[Dataset entries]
-=-=-

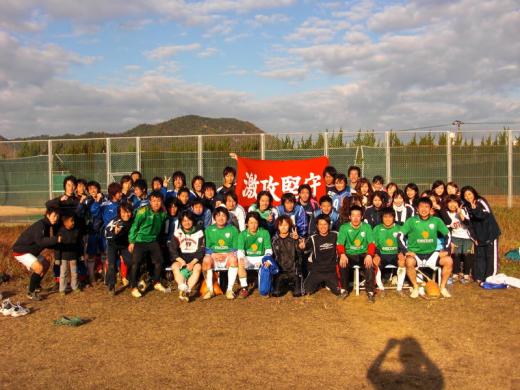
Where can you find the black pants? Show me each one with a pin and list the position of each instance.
(283, 280)
(368, 273)
(315, 278)
(141, 249)
(467, 260)
(486, 260)
(113, 253)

-=-=-

Write out the entries again without the pictures, swapping "black pants" for "dark trousers" and keeping everything else the same.

Where can you find the dark trousers? Show me each one with a pin and list the position of each instance.
(283, 280)
(368, 273)
(315, 278)
(141, 249)
(467, 260)
(486, 260)
(113, 253)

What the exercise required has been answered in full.